TO DO: Can you copy out, unchanged and with nothing else, the stretch of the items below from the line containing "point: sandal strap" through the line containing "column 175, row 162"?

STORED RECORDS:

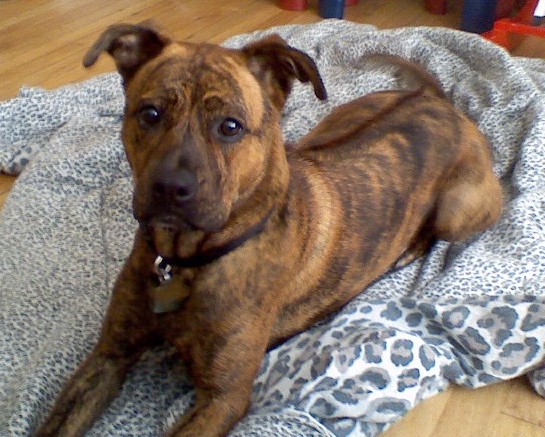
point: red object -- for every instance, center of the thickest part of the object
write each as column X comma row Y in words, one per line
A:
column 293, row 5
column 439, row 7
column 505, row 30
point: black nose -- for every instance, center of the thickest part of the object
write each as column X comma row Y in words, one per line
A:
column 176, row 186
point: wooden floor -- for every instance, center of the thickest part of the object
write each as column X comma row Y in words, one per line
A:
column 42, row 43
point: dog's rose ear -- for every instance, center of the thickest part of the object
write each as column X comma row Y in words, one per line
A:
column 130, row 45
column 277, row 64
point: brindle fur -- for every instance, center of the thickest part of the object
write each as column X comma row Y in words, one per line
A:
column 374, row 183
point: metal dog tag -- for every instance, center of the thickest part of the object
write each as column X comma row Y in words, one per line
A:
column 170, row 293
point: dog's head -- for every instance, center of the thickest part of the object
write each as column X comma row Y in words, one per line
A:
column 202, row 131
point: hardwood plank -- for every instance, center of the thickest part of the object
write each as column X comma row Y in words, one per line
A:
column 524, row 404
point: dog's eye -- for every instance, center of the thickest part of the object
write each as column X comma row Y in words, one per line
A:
column 230, row 128
column 149, row 115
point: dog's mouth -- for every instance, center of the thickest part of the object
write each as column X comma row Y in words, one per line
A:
column 173, row 237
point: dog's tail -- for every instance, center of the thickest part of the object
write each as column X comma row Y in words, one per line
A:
column 410, row 72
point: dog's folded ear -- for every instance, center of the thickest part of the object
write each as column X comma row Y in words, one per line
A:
column 276, row 65
column 130, row 45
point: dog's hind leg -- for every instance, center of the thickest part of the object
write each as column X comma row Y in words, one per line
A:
column 471, row 198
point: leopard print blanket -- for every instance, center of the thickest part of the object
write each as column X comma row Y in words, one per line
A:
column 469, row 314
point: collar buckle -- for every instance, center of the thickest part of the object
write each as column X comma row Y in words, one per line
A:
column 163, row 270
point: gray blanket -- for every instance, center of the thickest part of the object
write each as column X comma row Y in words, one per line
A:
column 470, row 313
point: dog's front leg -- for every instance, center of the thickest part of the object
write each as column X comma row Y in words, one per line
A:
column 225, row 362
column 127, row 330
column 85, row 396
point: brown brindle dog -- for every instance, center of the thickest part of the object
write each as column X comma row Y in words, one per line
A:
column 243, row 243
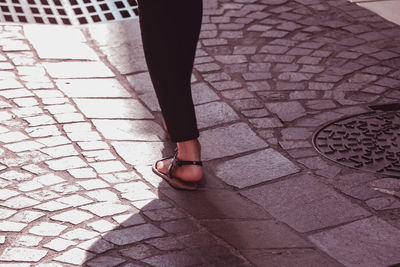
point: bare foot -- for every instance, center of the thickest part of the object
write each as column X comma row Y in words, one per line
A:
column 188, row 150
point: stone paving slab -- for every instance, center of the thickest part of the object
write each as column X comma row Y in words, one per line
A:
column 368, row 242
column 80, row 129
column 245, row 171
column 305, row 204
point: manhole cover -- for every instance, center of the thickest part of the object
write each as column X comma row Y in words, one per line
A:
column 369, row 141
column 66, row 12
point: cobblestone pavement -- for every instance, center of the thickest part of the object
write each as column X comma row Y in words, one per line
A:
column 80, row 128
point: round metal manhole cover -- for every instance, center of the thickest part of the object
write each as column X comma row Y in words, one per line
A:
column 369, row 141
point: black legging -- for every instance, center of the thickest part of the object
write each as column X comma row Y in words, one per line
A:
column 170, row 32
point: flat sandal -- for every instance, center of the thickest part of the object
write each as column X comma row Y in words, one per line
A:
column 174, row 181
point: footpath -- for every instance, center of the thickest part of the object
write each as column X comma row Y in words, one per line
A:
column 80, row 128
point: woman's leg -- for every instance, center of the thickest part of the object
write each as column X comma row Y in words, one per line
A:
column 170, row 31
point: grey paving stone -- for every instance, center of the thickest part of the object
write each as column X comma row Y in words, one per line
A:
column 143, row 130
column 317, row 206
column 296, row 133
column 105, row 261
column 180, row 258
column 223, row 141
column 289, row 257
column 22, row 254
column 133, row 234
column 68, row 43
column 367, row 242
column 202, row 93
column 103, row 209
column 116, row 109
column 255, row 168
column 75, row 69
column 287, row 111
column 85, row 88
column 75, row 256
column 214, row 113
column 140, row 153
column 137, row 252
column 257, row 234
column 216, row 204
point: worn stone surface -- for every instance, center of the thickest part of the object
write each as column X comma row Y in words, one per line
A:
column 116, row 108
column 255, row 168
column 377, row 243
column 129, row 130
column 317, row 206
column 80, row 127
column 85, row 88
column 256, row 234
column 221, row 142
column 133, row 234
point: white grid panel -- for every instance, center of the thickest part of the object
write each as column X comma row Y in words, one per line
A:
column 66, row 12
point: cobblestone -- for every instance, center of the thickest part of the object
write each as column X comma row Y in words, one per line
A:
column 80, row 128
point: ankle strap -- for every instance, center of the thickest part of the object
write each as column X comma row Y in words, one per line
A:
column 188, row 162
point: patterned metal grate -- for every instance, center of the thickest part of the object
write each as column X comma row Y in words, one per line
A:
column 369, row 141
column 66, row 12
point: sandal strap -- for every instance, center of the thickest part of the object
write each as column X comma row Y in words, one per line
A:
column 180, row 163
column 175, row 162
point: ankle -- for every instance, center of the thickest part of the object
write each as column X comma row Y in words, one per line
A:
column 189, row 150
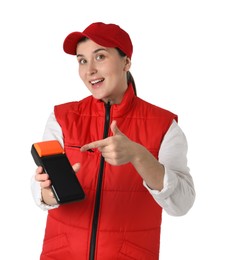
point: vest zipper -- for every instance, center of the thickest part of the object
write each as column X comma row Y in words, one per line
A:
column 99, row 187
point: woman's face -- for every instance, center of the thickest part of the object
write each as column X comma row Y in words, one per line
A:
column 103, row 71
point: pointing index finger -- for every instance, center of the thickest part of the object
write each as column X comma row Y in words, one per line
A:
column 92, row 145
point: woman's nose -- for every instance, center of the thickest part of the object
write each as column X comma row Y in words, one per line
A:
column 91, row 69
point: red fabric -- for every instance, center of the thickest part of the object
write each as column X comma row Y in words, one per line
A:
column 129, row 219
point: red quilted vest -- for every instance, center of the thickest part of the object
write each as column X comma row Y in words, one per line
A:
column 118, row 219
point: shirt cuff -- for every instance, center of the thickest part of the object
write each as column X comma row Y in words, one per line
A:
column 169, row 184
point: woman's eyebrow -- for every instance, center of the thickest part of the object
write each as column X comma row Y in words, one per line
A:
column 97, row 50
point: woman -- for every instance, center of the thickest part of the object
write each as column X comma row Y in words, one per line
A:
column 129, row 155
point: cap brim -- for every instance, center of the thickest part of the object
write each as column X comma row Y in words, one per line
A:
column 70, row 42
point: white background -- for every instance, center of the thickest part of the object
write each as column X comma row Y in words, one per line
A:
column 179, row 63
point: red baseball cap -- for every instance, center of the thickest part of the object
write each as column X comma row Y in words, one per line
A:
column 107, row 35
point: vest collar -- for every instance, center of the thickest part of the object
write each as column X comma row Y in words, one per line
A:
column 118, row 109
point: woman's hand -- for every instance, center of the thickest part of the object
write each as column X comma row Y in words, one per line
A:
column 45, row 184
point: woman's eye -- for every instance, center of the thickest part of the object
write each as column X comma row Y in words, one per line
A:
column 100, row 57
column 82, row 61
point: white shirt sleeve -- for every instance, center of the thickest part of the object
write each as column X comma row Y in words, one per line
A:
column 178, row 193
column 52, row 132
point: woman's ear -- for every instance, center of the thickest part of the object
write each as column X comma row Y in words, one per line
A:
column 127, row 64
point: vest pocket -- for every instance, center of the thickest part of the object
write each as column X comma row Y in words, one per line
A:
column 132, row 251
column 56, row 248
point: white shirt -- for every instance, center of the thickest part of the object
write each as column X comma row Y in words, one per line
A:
column 178, row 193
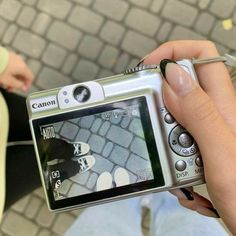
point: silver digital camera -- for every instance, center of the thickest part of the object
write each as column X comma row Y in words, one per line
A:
column 109, row 139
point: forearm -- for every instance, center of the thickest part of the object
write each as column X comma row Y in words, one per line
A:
column 4, row 59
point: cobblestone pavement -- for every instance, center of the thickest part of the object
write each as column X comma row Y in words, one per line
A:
column 68, row 41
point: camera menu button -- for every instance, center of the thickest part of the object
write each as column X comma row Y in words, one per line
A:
column 180, row 165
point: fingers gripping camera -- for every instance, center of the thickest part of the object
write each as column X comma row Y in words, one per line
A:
column 109, row 139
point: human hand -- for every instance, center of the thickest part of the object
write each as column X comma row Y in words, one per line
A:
column 209, row 114
column 16, row 76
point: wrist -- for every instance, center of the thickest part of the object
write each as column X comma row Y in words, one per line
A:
column 4, row 59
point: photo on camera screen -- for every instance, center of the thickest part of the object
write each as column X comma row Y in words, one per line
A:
column 102, row 149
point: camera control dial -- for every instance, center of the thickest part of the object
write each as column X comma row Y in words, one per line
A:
column 181, row 142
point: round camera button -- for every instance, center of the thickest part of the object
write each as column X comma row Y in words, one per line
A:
column 185, row 140
column 180, row 165
column 169, row 119
column 198, row 162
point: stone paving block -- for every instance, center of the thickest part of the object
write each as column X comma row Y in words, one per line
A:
column 62, row 223
column 81, row 178
column 29, row 2
column 112, row 32
column 164, row 31
column 141, row 3
column 108, row 56
column 41, row 23
column 203, row 4
column 44, row 217
column 69, row 64
column 92, row 180
column 3, row 26
column 119, row 155
column 21, row 204
column 96, row 143
column 219, row 34
column 54, row 56
column 75, row 189
column 172, row 9
column 85, row 19
column 137, row 44
column 50, row 78
column 136, row 127
column 122, row 63
column 90, row 47
column 64, row 35
column 119, row 136
column 26, row 17
column 102, row 164
column 96, row 125
column 29, row 44
column 33, row 207
column 156, row 6
column 180, row 32
column 83, row 135
column 125, row 122
column 113, row 9
column 107, row 149
column 64, row 189
column 9, row 9
column 142, row 21
column 69, row 130
column 139, row 147
column 222, row 9
column 13, row 222
column 9, row 34
column 57, row 8
column 34, row 66
column 104, row 128
column 115, row 118
column 86, row 3
column 132, row 177
column 86, row 122
column 204, row 23
column 85, row 70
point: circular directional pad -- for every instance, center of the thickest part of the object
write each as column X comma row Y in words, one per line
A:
column 185, row 140
column 181, row 142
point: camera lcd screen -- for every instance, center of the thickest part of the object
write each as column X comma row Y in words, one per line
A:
column 97, row 153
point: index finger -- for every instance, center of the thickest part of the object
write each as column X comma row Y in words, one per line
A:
column 213, row 78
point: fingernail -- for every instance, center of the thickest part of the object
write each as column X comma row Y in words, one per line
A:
column 163, row 65
column 178, row 79
column 187, row 194
column 208, row 211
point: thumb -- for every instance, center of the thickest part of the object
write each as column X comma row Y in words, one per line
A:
column 191, row 106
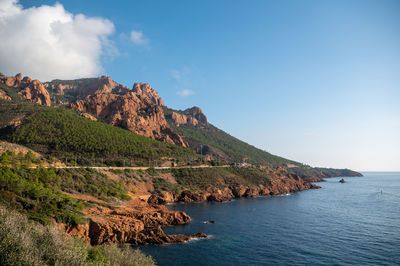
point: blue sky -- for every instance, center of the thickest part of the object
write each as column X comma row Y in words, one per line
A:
column 313, row 81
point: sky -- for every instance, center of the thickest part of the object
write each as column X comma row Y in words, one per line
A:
column 313, row 81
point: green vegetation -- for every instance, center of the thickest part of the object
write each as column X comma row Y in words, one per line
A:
column 39, row 191
column 11, row 158
column 62, row 133
column 23, row 242
column 222, row 146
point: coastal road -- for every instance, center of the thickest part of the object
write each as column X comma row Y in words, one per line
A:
column 133, row 168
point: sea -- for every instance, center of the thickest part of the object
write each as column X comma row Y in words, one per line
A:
column 352, row 223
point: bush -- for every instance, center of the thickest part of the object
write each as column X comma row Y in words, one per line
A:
column 24, row 242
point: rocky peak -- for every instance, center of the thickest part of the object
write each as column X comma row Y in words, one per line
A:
column 146, row 93
column 33, row 91
column 139, row 110
column 181, row 119
column 197, row 113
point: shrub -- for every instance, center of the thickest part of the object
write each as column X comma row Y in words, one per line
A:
column 24, row 242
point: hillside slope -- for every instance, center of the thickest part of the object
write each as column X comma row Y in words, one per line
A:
column 64, row 134
column 217, row 145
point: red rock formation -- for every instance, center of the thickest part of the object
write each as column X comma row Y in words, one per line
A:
column 33, row 90
column 197, row 113
column 181, row 119
column 83, row 88
column 88, row 116
column 4, row 96
column 135, row 225
column 139, row 111
column 282, row 183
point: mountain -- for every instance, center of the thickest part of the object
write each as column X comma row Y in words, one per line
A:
column 141, row 111
column 65, row 130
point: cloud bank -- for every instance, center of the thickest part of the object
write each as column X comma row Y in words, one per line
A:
column 48, row 42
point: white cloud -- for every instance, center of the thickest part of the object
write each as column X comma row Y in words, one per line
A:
column 185, row 92
column 138, row 38
column 48, row 42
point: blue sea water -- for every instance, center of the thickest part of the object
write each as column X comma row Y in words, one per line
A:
column 355, row 223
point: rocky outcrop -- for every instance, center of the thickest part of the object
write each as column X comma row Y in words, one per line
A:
column 135, row 225
column 282, row 183
column 32, row 90
column 138, row 110
column 197, row 113
column 4, row 96
column 81, row 88
column 88, row 116
column 181, row 119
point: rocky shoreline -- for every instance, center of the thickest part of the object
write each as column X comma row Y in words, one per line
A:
column 140, row 222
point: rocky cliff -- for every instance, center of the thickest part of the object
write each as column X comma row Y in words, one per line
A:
column 138, row 110
column 192, row 116
column 81, row 88
column 283, row 182
column 32, row 90
column 139, row 224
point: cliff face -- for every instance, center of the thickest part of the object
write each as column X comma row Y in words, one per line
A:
column 140, row 225
column 282, row 182
column 32, row 90
column 138, row 110
column 192, row 116
column 4, row 96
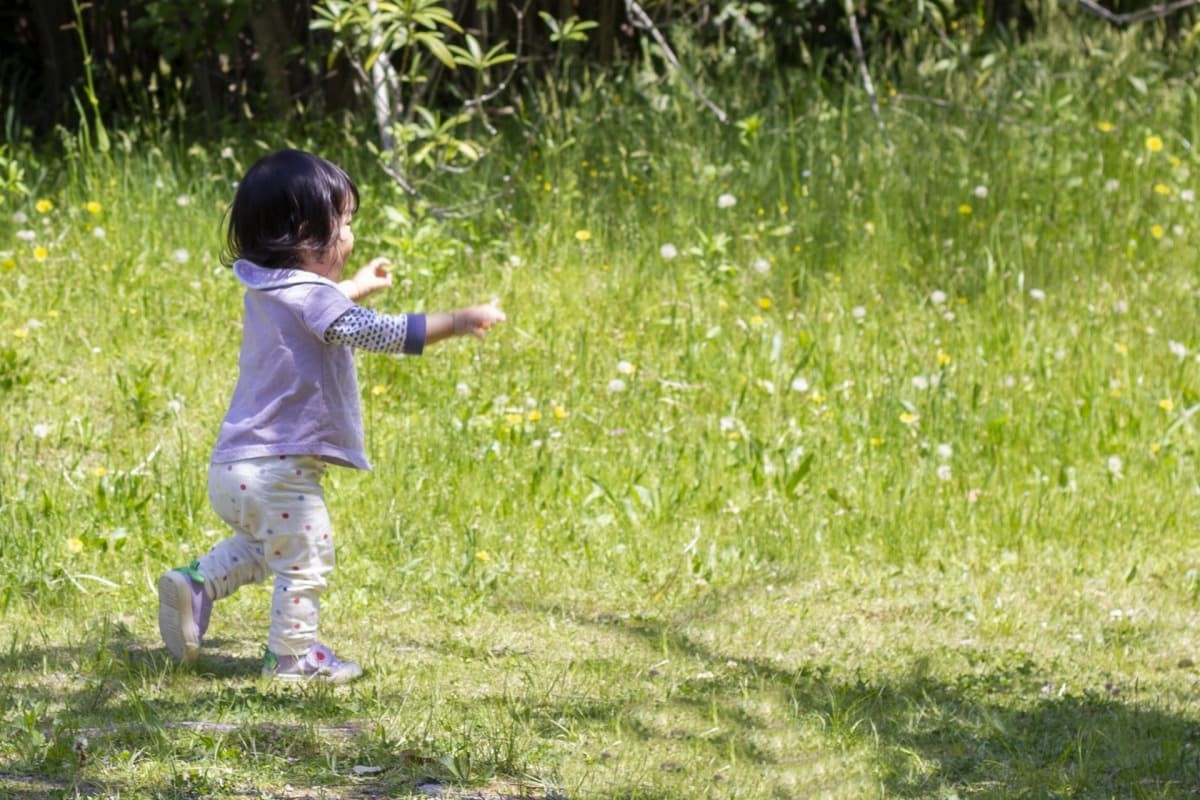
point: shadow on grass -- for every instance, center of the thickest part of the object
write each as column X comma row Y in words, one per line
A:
column 1000, row 732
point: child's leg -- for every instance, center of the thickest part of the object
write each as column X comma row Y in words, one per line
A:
column 276, row 507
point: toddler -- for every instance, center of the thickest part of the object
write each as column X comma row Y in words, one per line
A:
column 294, row 409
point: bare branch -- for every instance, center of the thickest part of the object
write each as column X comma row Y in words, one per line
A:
column 862, row 67
column 1158, row 11
column 639, row 18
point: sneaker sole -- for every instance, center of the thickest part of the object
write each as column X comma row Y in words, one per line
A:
column 175, row 623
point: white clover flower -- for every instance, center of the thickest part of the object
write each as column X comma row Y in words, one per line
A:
column 1115, row 465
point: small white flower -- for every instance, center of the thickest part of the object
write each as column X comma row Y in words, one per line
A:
column 1115, row 465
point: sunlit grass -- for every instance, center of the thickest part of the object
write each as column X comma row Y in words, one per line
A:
column 799, row 469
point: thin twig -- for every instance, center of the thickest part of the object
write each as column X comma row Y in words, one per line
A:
column 639, row 18
column 867, row 74
column 1157, row 11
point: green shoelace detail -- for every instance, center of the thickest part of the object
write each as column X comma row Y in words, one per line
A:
column 192, row 571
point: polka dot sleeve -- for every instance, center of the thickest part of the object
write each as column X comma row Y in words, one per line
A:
column 365, row 329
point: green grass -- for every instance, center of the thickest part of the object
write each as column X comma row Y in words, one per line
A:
column 897, row 498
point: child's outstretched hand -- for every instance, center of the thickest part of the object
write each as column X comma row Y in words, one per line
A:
column 477, row 320
column 369, row 280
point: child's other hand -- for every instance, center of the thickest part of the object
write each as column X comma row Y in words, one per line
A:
column 477, row 320
column 372, row 277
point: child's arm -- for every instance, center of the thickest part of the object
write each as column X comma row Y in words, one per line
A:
column 475, row 320
column 369, row 280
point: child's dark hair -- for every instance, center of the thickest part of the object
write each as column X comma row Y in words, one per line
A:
column 289, row 205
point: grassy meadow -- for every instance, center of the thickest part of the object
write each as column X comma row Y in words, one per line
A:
column 813, row 461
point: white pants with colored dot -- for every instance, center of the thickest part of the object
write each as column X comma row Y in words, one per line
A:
column 276, row 509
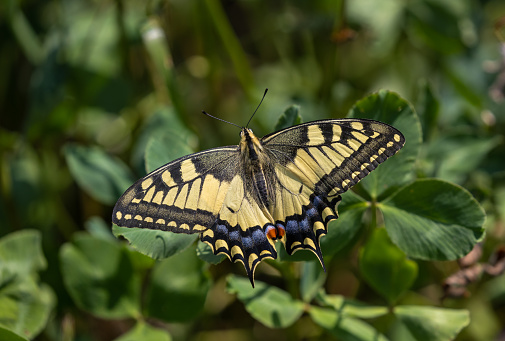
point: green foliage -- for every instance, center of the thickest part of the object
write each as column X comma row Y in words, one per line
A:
column 385, row 267
column 94, row 96
column 26, row 303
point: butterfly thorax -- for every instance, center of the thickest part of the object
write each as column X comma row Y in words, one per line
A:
column 259, row 175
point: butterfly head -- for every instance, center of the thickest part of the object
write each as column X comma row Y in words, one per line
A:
column 250, row 146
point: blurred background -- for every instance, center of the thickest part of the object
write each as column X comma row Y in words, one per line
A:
column 105, row 80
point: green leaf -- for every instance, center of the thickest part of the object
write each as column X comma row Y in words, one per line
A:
column 450, row 155
column 269, row 305
column 431, row 323
column 428, row 109
column 143, row 331
column 344, row 328
column 178, row 288
column 156, row 244
column 352, row 308
column 164, row 126
column 290, row 117
column 435, row 25
column 26, row 305
column 204, row 251
column 97, row 227
column 384, row 18
column 99, row 276
column 388, row 107
column 312, row 280
column 433, row 220
column 9, row 335
column 102, row 176
column 347, row 226
column 385, row 267
column 21, row 253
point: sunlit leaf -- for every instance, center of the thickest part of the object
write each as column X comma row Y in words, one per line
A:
column 99, row 276
column 21, row 252
column 102, row 176
column 290, row 117
column 385, row 267
column 269, row 305
column 312, row 280
column 204, row 251
column 344, row 328
column 389, row 107
column 347, row 226
column 9, row 335
column 178, row 288
column 433, row 219
column 143, row 331
column 432, row 323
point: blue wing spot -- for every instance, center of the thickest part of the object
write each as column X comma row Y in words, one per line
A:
column 311, row 212
column 222, row 229
column 305, row 226
column 235, row 236
column 292, row 227
column 259, row 237
column 247, row 242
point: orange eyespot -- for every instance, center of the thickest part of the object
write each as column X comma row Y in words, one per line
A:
column 271, row 233
column 280, row 231
column 274, row 233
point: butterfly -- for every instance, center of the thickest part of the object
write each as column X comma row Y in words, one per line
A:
column 242, row 199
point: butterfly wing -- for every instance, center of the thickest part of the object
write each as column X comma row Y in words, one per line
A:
column 315, row 163
column 239, row 231
column 184, row 196
column 201, row 193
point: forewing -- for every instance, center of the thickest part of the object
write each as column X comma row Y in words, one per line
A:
column 315, row 163
column 184, row 196
column 330, row 156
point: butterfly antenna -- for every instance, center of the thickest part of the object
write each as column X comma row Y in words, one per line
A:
column 220, row 119
column 264, row 94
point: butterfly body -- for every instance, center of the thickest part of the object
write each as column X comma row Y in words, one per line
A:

RIGHT ANSWER:
point: sandal strap -- for every instance, center of the thickest part of the object
write each as column X comma row Y in words, one per line
A:
column 180, row 163
column 175, row 162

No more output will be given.